## Records shown
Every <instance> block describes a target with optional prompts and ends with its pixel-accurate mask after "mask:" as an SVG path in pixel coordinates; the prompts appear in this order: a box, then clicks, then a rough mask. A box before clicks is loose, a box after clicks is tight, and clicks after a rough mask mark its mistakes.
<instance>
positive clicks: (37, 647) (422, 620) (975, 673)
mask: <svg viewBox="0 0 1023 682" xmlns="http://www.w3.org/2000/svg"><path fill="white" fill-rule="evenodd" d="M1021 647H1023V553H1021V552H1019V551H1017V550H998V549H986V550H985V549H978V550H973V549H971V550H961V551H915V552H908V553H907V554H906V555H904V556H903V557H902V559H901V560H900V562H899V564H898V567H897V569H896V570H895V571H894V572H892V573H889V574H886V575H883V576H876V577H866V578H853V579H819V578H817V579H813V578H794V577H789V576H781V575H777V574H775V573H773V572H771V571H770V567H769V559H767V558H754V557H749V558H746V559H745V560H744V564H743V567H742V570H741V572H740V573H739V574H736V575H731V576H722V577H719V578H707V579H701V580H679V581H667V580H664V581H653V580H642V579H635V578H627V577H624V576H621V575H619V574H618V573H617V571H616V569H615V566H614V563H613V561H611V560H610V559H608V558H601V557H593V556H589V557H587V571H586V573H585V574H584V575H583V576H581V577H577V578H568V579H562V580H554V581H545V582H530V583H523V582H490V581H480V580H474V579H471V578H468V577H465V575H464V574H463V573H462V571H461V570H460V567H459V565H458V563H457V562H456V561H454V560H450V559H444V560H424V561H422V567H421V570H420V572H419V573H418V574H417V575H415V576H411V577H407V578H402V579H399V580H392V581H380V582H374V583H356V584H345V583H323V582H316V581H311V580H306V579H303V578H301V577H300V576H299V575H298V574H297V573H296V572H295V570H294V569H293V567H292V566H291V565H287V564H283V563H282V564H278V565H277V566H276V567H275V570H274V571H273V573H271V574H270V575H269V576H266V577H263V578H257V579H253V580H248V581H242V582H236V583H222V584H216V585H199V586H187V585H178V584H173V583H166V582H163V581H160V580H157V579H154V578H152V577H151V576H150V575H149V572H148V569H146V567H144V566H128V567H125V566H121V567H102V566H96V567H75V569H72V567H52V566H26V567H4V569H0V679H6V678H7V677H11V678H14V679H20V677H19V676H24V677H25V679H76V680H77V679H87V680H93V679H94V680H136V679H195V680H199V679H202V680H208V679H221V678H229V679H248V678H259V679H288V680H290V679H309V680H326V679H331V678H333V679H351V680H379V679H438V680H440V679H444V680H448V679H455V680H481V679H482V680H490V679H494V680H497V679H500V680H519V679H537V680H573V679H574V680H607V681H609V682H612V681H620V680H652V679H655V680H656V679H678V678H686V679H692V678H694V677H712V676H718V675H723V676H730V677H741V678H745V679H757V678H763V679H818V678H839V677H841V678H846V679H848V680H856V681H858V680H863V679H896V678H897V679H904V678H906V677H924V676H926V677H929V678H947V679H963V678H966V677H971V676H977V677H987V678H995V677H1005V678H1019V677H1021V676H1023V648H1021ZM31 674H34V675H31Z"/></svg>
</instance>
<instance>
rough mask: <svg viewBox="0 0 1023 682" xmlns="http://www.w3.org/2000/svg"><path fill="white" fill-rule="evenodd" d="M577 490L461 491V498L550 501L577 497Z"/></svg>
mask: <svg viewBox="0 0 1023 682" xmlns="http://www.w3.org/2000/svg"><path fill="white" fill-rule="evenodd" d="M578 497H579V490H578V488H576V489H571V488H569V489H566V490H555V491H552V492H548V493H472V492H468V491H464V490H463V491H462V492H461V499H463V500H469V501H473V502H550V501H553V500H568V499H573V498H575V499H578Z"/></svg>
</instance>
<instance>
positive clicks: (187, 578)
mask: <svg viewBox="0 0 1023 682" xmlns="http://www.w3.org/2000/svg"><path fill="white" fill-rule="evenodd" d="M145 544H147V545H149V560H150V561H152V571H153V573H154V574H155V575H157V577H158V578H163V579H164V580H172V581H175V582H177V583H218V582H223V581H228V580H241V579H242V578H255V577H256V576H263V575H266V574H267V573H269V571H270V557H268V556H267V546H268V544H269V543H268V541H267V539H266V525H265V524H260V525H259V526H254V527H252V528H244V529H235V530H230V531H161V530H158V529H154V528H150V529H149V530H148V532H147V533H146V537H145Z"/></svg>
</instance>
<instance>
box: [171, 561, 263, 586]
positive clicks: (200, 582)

## Exercise details
Quote each line above in full, word for word.

## Task solution
Every <instance> block describes a target with optional prompts and ends with its pixel-accurate mask after "mask:" as an SVG path in pixel coordinates; the prompts appear in this order: a box, then clicks, then a rough mask. A box before clicks is loose, a box after clicks is tight, and clicks after a rough mask mark its mistakes.
<instance>
positive clicks: (37, 647) (422, 620) (975, 673)
mask: <svg viewBox="0 0 1023 682" xmlns="http://www.w3.org/2000/svg"><path fill="white" fill-rule="evenodd" d="M1021 647H1023V553H1021V552H1019V551H1017V550H998V549H986V550H985V549H978V550H973V549H971V550H961V551H915V552H908V553H907V554H906V555H904V556H903V557H902V559H901V560H900V562H899V564H898V567H897V569H896V570H895V571H894V572H892V573H889V574H886V575H883V576H876V577H866V578H853V579H819V578H817V579H813V578H794V577H789V576H781V575H777V574H775V573H773V572H771V571H770V567H769V559H767V558H754V557H749V558H746V559H745V560H744V564H743V567H742V570H741V572H740V573H739V574H736V575H731V576H722V577H719V578H707V579H701V580H679V581H667V580H664V581H653V580H642V579H635V578H627V577H624V576H621V575H619V574H618V573H617V571H616V569H615V566H614V563H613V561H611V560H610V559H608V558H601V557H593V556H589V557H587V571H586V573H585V574H584V575H583V576H581V577H577V578H568V579H562V580H554V581H545V582H530V583H523V582H490V581H480V580H474V579H471V578H468V577H465V575H464V574H463V573H462V571H461V570H460V567H459V565H458V563H457V562H456V561H454V560H450V559H444V560H424V561H422V567H421V570H420V572H419V573H418V574H417V575H415V576H411V577H407V578H402V579H399V580H392V581H380V582H374V583H356V584H345V583H323V582H316V581H311V580H306V579H303V578H301V577H300V576H299V575H298V574H297V573H296V572H295V570H294V569H293V567H292V566H291V565H287V564H283V563H282V564H278V565H277V566H276V567H275V570H274V571H273V573H271V574H270V575H269V576H266V577H263V578H257V579H253V580H248V581H242V582H236V583H222V584H216V585H199V586H187V585H178V584H173V583H166V582H163V581H160V580H157V579H154V578H152V577H151V576H150V575H149V572H148V569H146V567H144V566H128V567H125V566H121V567H102V566H96V567H75V569H72V567H52V566H26V567H4V569H0V679H6V678H7V677H11V678H14V679H20V677H19V676H24V677H25V679H76V680H77V679H87V680H93V679H94V680H136V679H195V680H199V679H202V680H208V679H221V678H229V679H248V678H259V679H288V680H290V679H309V680H326V679H331V678H333V679H351V680H379V679H438V680H440V679H444V680H448V679H455V680H481V679H482V680H490V679H494V680H497V679H500V680H519V679H537V680H573V679H574V680H607V681H609V682H612V681H620V680H652V679H655V680H656V679H678V678H686V679H692V678H694V677H712V676H718V675H723V676H730V677H741V678H745V679H757V678H763V679H818V678H839V677H841V678H846V679H848V680H856V681H858V680H863V679H896V678H897V679H904V678H906V677H924V676H926V677H929V678H947V679H963V678H966V677H971V676H977V677H987V678H995V677H1005V678H1019V677H1021V676H1023V648H1021ZM31 674H34V675H31Z"/></svg>
</instance>
<instance>
rough mask: <svg viewBox="0 0 1023 682" xmlns="http://www.w3.org/2000/svg"><path fill="white" fill-rule="evenodd" d="M577 490L461 491V498L550 501L577 497Z"/></svg>
mask: <svg viewBox="0 0 1023 682" xmlns="http://www.w3.org/2000/svg"><path fill="white" fill-rule="evenodd" d="M578 497H579V490H578V488H576V489H571V488H569V489H566V490H555V491H552V492H548V493H472V492H468V491H464V490H463V491H462V492H461V499H463V500H469V501H473V502H550V501H553V500H568V499H573V498H575V499H578Z"/></svg>
</instance>
<instance>
positive clicks: (187, 578)
mask: <svg viewBox="0 0 1023 682" xmlns="http://www.w3.org/2000/svg"><path fill="white" fill-rule="evenodd" d="M145 544H147V545H149V560H150V561H152V571H153V573H154V574H155V575H157V577H158V578H163V579H164V580H172V581H175V582H177V583H218V582H223V581H228V580H241V579H242V578H255V577H256V576H263V575H266V574H267V573H269V571H270V557H268V556H267V546H268V544H269V543H268V541H267V539H266V525H265V524H260V525H259V526H254V527H252V528H244V529H235V530H230V531H161V530H158V529H154V528H150V529H149V530H148V532H147V533H146V537H145Z"/></svg>
</instance>
<instance>
box: [171, 561, 263, 586]
positive clicks: (200, 582)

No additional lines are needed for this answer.